══ Texte à lire
Jean Valjean est un des personnages majeurs de ce livre. Condamné au bagne pour le vol d'un pain, le forçat doit, à sa libération, présenter un passeport jaune qui le rend immédiatement suspect. Rejeté violemment par tous, il erre, désespéré, prêt à devenir un vrai criminel. C'est alors qu'il est recueilli avec charité par Monseigneur Myriel, l'évêque de Digne. Moment clé dans l'économie du roman, et décisif dans l'évolution du personnage, c'est la première fois que Valjean se voit confronté au Bien.

Éclairage média

Par Alexandra Von Bomhard

Marcel Bluwal fait partie de ces réalisateurs qui se posent en «hussards noirs de la culture mise à la disposition du plus grand nombre, dans la plus grande volonté élitaire» (M. Bluwal, Dossiers de l'audiovisuel n°49, INA, 1993). Véritable instituteur du petit écran, il est l'auteur d'adaptations célèbres (Le Mariage de Figaro, Dom Juan, ou encore La Double Inconstance ) qui visent à mettre la littérature à la portée de tous. A chaque fois, il entend proposer une vision personnelle et critique des classiques, s'opposant à la lecture souvent édulcorée et soporifique que l'école lui avait infligée.

En adaptant les Misérables, le réalisateur entend restituer l'impact que l'oeuvre pouvait avoir auprès du public du XIXe siècle. C'est pour cette raison que le vidéaste choisit de centrer sa dramatique sur les barricades (le film est tourné en 1971, trois ans après 68) : il s'agit de montrer l'échec d'une révolution dépourvue de soutien populaire. Pourtant, Bluwal insiste sur la fidélité de sa lecture : selon lui, une adaptation fidèle ne saurait se résoudre à un survol linéaire de l'intrigue. Suivre pas à pas le roman hugolien relèverait au contraire de la plus grande trahison, car une telle démarche ne rendrait pas compte du sens profond de l'oeuvre : la défense des «misérables».
════
══ Données extraites
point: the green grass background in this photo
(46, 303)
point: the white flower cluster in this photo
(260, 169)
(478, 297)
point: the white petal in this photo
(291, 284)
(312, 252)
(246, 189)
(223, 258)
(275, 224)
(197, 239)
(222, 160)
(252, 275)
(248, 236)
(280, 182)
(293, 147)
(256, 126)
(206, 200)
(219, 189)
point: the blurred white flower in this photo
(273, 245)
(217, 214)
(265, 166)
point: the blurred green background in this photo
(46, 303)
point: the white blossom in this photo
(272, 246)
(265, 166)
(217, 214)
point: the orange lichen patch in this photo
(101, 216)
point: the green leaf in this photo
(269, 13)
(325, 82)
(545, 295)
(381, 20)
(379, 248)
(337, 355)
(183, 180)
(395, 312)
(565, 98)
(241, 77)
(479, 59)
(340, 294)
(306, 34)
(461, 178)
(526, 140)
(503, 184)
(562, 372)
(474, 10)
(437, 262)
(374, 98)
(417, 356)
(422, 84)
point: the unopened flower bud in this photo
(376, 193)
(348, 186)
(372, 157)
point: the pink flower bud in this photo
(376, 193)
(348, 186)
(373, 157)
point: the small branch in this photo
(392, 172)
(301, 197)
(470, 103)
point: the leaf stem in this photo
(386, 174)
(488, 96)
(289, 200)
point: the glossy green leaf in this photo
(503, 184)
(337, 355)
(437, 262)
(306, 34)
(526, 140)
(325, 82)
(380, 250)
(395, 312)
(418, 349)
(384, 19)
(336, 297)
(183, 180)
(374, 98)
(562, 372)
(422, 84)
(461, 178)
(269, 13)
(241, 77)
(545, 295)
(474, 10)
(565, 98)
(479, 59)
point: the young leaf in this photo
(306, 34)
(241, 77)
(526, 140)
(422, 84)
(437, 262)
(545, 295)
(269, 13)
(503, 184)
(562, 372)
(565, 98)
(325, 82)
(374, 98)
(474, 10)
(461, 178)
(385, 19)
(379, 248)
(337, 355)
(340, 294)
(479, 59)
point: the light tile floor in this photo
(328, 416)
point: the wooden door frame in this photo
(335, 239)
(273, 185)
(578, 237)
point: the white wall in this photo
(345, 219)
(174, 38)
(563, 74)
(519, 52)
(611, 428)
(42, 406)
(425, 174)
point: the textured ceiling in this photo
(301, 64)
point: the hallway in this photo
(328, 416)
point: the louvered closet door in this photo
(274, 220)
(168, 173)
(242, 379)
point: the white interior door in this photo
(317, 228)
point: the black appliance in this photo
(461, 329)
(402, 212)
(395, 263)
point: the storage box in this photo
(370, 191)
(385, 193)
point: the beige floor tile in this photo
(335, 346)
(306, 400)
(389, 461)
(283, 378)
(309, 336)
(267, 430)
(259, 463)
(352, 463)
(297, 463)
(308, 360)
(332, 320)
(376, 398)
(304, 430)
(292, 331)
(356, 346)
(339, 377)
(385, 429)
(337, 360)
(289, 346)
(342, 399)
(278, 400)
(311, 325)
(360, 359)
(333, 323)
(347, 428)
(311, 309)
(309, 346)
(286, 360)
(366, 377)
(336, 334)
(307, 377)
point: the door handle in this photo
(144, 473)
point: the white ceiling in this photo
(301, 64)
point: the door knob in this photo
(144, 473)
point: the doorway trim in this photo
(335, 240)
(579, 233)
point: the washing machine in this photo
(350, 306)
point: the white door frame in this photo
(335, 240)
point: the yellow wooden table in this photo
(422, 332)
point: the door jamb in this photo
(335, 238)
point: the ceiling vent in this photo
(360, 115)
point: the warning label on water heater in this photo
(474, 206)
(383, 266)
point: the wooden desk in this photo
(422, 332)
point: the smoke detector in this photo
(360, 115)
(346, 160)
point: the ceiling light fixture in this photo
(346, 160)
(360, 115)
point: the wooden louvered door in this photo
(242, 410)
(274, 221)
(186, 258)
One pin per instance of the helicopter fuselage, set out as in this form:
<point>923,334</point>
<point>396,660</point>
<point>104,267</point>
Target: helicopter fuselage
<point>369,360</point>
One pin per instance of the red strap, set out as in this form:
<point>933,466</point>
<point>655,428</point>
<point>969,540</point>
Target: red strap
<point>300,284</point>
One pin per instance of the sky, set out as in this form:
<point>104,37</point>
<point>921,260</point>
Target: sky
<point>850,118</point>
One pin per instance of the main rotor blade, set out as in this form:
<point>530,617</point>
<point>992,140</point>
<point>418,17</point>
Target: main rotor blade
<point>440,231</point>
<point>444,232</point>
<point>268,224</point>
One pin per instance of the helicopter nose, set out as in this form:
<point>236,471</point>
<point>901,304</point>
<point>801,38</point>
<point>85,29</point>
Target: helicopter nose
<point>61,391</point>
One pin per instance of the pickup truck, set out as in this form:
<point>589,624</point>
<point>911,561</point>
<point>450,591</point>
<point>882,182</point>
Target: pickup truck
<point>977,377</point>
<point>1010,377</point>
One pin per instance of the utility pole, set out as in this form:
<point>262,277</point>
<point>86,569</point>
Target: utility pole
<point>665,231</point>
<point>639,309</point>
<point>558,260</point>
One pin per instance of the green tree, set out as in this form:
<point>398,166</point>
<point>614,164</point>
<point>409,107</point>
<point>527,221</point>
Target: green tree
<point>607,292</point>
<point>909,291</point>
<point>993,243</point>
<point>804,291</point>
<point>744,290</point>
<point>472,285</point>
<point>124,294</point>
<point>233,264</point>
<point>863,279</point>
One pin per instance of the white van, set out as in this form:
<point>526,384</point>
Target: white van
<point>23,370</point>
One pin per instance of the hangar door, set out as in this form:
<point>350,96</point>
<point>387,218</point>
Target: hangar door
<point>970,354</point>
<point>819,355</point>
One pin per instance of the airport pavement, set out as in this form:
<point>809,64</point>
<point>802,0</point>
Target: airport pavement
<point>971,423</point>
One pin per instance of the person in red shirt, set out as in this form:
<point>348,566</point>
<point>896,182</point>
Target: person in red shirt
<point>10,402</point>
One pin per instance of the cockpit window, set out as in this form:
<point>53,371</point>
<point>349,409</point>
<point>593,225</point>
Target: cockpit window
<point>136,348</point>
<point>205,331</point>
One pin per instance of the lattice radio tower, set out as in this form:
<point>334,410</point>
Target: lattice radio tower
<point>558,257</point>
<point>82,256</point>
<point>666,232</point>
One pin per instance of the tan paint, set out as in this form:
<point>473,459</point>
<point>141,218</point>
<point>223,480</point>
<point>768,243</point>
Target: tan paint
════
## Consignes:
• 1. Recopiez fidèlement le passage du texte sur Les Misérables situé entre « Éclairage média » et « lui avait infligée. », ces mots compris.
• 2. Condensez en une courte liste le paragraphe du texte sur Les Misérables qui commence par « En adaptant les Misérables », sans perdre ses faits principaux.

## Réponses par consigne:
• 1.
Éclairage média

Par Alexandra Von Bomhard

Marcel Bluwal fait partie de ces réalisateurs qui se posent en «hussards noirs de la culture mise à la disposition du plus grand nombre, dans la plus grande volonté élitaire» (M. Bluwal, Dossiers de l'audiovisuel n°49, INA, 1993). Véritable instituteur du petit écran, il est l'auteur d'adaptations célèbres (Le Mariage de Figaro, Dom Juan, ou encore La Double Inconstance ) qui visent à mettre la littérature à la portée de tous. A chaque fois, il entend proposer une vision personnelle et critique des classiques, s'opposant à la lecture souvent édulcorée et soporifique que l'école lui avait infligée.

• 2.
- Bluwal veut restituer l'impact que l'œuvre pouvait avoir sur le public du XIXe siècle.
- Pour cette raison, il centre sa dramatique sur les barricades (film tourné en 1971, trois ans après 68) afin de montrer l'échec d'une révolution sans soutien populaire.
- Il insiste pourtant sur la fidélité de sa lecture : une adaptation fidèle ne se réduit pas à un survol linéaire de l'intrigue.
- Suivre le roman pas à pas serait selon lui la plus grande trahison, car cela ne rendrait pas compte du sens profond de l'œuvre : la défense des « misérables ».